*Extract provided*.
begin
Ay, every leaf and twig and stone and cobweb sparkles now at
mid-afternoon as when covered with dew in a spring morning. Every
motion of an oar or an insect produces a flash of light; and if an oar
falls, how sweet the echo!
In such a day, in September or October, Walden is a perfect forest
mirror, set round with stones as precious to my eye as if fewer or
rarer. Nothing so fair, so pure, and at the same time so large, as a
lake, perchance, lies on the surface of the earth. Sky water. It needs
no fence. Nations come and go without defiling it. It is a mirror which
no stone can crack, whose quicksilver will never wear off, whose
gilding Nature continually repairs; no storms, no dust, can dim its
surface ever fresh;—a mirror in which all impurity presented to it
sinks, swept and dusted by the sun’s hazy brush,—this the light
dust-cloth,—which retains no breath that is breathed on it, but sends
its own to float as clouds high above its surface, and be reflected in
its bosom still.
A field of water betrays the spirit that is in the air. It is
continually receiving new life and motion from above. It is
intermediate in its nature between land and sky. On land only the grass
and trees wave, but the water itself is rippled by the wind. I see
where the breeze dashes across it by the streaks or flakes of light. It
is remarkable that we can look down on its surface. We shall, perhaps,
look down thus on the surface of air at length, and mark where a still
subtler spirit sweeps over it.
The skaters and water-bugs finally disappear in the latter part of
October, when the severe frosts have come; and then and in November,
usually, in a calm day, there is absolutely nothing to ripple the
surface. One November afternoon, in the calm at the end of a rain storm
of several days’ duration, when the sky was still completely overcast
and the air was full of mist, I observed that the pond was remarkably
smooth, so that it was difficult to distinguish its surface; though it
no longer reflected the bright tints of October, but the sombre
November colors of the surrounding hills. Though I passed over it as
gently as possible, the slight undulations produced by my boat extended
almost as far as I could see, and gave a ribbed appearance to the
reflections. But, as I was looking over the surface, I saw here and
there at a distance a faint glimmer, as if some skater insects which
had escaped the frosts might be collected there, or, perchance, the
surface, being so smooth, betrayed where a spring welled up from the
bottom. Paddling gently to one of these places, I was surprised to find
myself surrounded by myriads of small perch, about five inches long, of
a rich bronze color in the green water, sporting there, and constantly
rising to the surface and dimpling it, sometimes leaving bubbles on it.
end
*What you should do*. Please reproduce the Walden passage word for word, starting with "In such a day, in" and going on through "its bosom still.". The data that comes after this passage isn't needed.

*Source material*.
begin
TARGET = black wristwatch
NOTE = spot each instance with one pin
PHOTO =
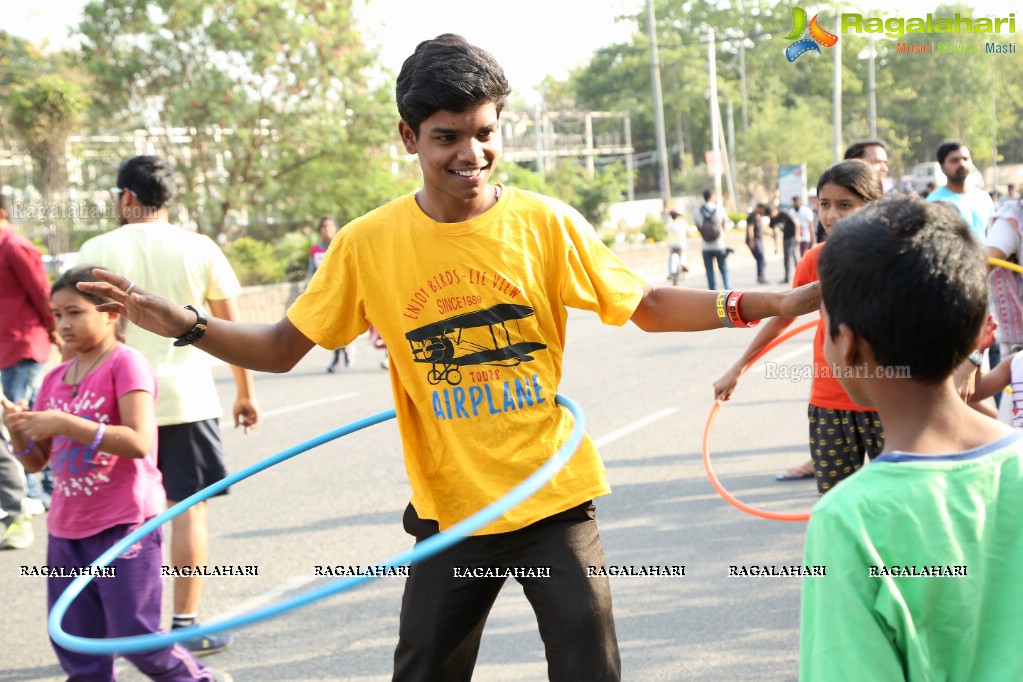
end
*Full answer*.
In such a day, in September or October, Walden is a perfect forest
mirror, set round with stones as precious to my eye as if fewer or
rarer. Nothing so fair, so pure, and at the same time so large, as a
lake, perchance, lies on the surface of the earth. Sky water. It needs
no fence. Nations come and go without defiling it. It is a mirror which
no stone can crack, whose quicksilver will never wear off, whose
gilding Nature continually repairs; no storms, no dust, can dim its
surface ever fresh;—a mirror in which all impurity presented to it
sinks, swept and dusted by the sun’s hazy brush,—this the light
dust-cloth,—which retains no breath that is breathed on it, but sends
its own to float as clouds high above its surface, and be reflected in
its bosom still.